··· RECORDED DATA ···
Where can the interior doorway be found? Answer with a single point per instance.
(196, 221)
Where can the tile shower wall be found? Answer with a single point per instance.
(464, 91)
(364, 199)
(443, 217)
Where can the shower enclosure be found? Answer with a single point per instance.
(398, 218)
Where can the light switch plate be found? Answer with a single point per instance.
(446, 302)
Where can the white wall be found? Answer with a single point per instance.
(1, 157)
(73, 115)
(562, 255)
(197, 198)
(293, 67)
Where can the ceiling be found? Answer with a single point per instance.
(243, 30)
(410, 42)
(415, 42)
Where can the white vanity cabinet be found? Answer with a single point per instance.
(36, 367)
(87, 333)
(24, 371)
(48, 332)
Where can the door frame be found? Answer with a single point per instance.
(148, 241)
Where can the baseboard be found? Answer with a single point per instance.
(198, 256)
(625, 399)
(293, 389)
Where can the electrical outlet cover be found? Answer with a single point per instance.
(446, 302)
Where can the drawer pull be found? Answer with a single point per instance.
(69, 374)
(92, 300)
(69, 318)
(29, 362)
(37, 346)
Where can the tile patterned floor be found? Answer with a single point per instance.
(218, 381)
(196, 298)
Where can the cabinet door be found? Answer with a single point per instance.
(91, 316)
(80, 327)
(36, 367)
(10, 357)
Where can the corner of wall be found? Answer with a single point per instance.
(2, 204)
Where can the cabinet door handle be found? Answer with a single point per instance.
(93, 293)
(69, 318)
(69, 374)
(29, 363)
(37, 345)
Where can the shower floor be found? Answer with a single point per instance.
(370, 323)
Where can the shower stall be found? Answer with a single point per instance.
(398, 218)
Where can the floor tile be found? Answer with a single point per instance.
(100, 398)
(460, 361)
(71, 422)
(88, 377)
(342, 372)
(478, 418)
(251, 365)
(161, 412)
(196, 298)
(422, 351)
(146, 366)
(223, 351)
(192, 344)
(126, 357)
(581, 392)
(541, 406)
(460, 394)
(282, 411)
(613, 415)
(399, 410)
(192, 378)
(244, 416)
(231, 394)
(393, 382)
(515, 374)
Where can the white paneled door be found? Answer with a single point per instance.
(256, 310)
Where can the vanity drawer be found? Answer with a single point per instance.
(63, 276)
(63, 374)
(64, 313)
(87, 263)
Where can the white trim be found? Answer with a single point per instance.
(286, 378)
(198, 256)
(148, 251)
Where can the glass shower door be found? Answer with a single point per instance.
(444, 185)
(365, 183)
···
● **THE TASK**:
Turn every line of the material above into a JSON list of strings, one string per line, with blank lines left out.

● **COMPLETE RESPONSE**:
[
  "Where can the interior doorway be found? Answer with a single point per instance.",
  "(196, 221)",
  "Where can the tile shower wall be found? Answer with a single point per instance.",
  "(464, 91)",
  "(364, 199)",
  "(443, 217)",
  "Where can the shower enclosure be found? Answer with a single point per instance.",
  "(398, 218)",
  "Where can the light switch plate be found? Answer with a single point per instance.",
  "(446, 302)",
  "Where can the white wall be found? Answer with a single point per instance.",
  "(1, 157)",
  "(73, 115)",
  "(562, 255)",
  "(197, 198)",
  "(293, 67)",
  "Where can the ceiling be found? Answer with a single point per instance.",
  "(243, 30)",
  "(410, 42)",
  "(415, 42)",
  "Where can the white vanity cabinet be found? Answer with a single point per instance.",
  "(36, 367)",
  "(87, 333)",
  "(24, 371)",
  "(48, 332)",
  "Where can the door frame be found? Answer with a single point per instance.",
  "(148, 241)",
  "Where can the baseboard be found? Answer with a single point per instance.",
  "(198, 256)",
  "(625, 399)",
  "(293, 389)",
  "Where can the electrical outlet cover be found? Answer with a single point per instance.",
  "(446, 302)",
  "Where can the drawer pull be found? Answer with a single point per instance.",
  "(69, 374)",
  "(92, 300)",
  "(69, 318)",
  "(29, 362)",
  "(37, 346)",
  "Where can the tile patterned floor be found? Answer with a single point per instance.",
  "(218, 381)",
  "(196, 298)",
  "Where can the cabinet door be found? Answer with a single point per instance.",
  "(91, 316)",
  "(80, 327)",
  "(36, 367)",
  "(10, 357)",
  "Where can the corner of wall be found? Answer with a single point per instance.",
  "(2, 204)",
  "Where can the cabinet door handle be found? Answer with a single point per instance.",
  "(93, 293)",
  "(69, 318)",
  "(69, 374)",
  "(29, 363)",
  "(37, 345)",
  "Where can the shower floor be found? Answer with a single point per instance.",
  "(370, 323)",
  "Where can the shower stall be found? Answer with a single point per instance.",
  "(398, 218)",
  "Where can the floor tile be found? Answer with a single point per instance.",
  "(100, 398)",
  "(460, 361)",
  "(71, 422)",
  "(88, 377)",
  "(342, 372)",
  "(478, 418)",
  "(251, 365)",
  "(161, 412)",
  "(196, 298)",
  "(422, 351)",
  "(146, 366)",
  "(223, 351)",
  "(192, 344)",
  "(126, 357)",
  "(581, 392)",
  "(541, 406)",
  "(460, 394)",
  "(282, 411)",
  "(613, 415)",
  "(399, 410)",
  "(192, 378)",
  "(244, 416)",
  "(231, 394)",
  "(393, 382)",
  "(515, 374)",
  "Where can the white paneled door be found? Answer with a single point per instance.",
  "(256, 310)",
  "Where can the vanity drawer be found? Answer with a single point per instance.",
  "(63, 276)",
  "(63, 374)",
  "(64, 313)",
  "(87, 263)",
  "Where can the white trim be found? Answer with a single point per instance.",
  "(286, 378)",
  "(198, 256)",
  "(148, 251)",
  "Where can the glass shower door be found? Answer with a single point per instance.",
  "(444, 185)",
  "(365, 183)"
]